= Records supplied =
-.-.-
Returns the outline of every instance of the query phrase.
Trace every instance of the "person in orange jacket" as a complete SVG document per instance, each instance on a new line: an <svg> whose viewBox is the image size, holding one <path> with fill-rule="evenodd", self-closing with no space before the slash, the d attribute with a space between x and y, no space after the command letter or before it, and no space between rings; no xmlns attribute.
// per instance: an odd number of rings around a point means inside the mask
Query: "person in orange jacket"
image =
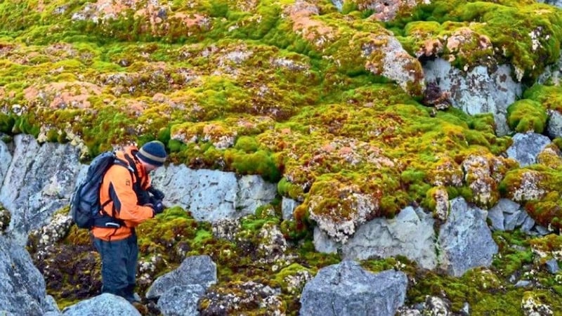
<svg viewBox="0 0 562 316"><path fill-rule="evenodd" d="M91 234L101 256L102 293L122 296L133 303L140 301L134 293L138 260L135 228L164 211L164 194L152 187L148 173L164 164L166 154L164 144L157 140L140 150L131 146L116 154L128 166L115 164L104 175L100 213L109 220L104 226L94 226Z"/></svg>

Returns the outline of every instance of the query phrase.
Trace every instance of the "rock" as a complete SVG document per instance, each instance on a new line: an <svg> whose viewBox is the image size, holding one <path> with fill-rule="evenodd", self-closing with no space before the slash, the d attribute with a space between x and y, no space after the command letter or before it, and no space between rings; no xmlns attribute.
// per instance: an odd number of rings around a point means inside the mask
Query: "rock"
-.-.-
Render every line of the items above as a Markdown table with the columns Row and Line, numbering the rows and skipping blank lines. Leave the pictures out.

| Row | Line |
|---|---|
| 1 | Returns the outline of every instance of the query phrase. |
| 2 | Trace every instance of the "person in orange jacket" as a complete SVG document per instance, each instance on a new line: an <svg> whose viewBox is the image size, holding one <path> with fill-rule="evenodd", self-closing with no space before the slash, the d attribute with a space between x and y, no space after the command letter or before it, and no space between rings; no xmlns attribute. |
| 3 | // per instance: an odd number of rings around a point means inside the mask |
| 4 | Query: "person in orange jacket" |
| 5 | image = |
| 6 | <svg viewBox="0 0 562 316"><path fill-rule="evenodd" d="M91 234L101 256L102 293L122 296L133 303L140 301L134 293L138 260L135 228L164 211L164 194L152 187L148 173L164 164L166 154L164 144L157 140L140 150L131 146L116 154L128 166L115 164L104 175L100 213L109 220L104 226L94 226Z"/></svg> |
| 7 | Returns the outline of every instance of the query phrase. |
| 8 | Trace every instance of the "rock" as a complete SVG document per instance, each instance on a new line: an <svg> whose viewBox is the image size, holding one <path> with fill-rule="evenodd", self-closing with no space before the slash, the d attribute with a space between x and y, no space after the command letter or before it, and no space between rings; no xmlns attribute. |
| 9 | // per instance: an odd number of rings around a point means inside the mask |
| 10 | Query: "rock" |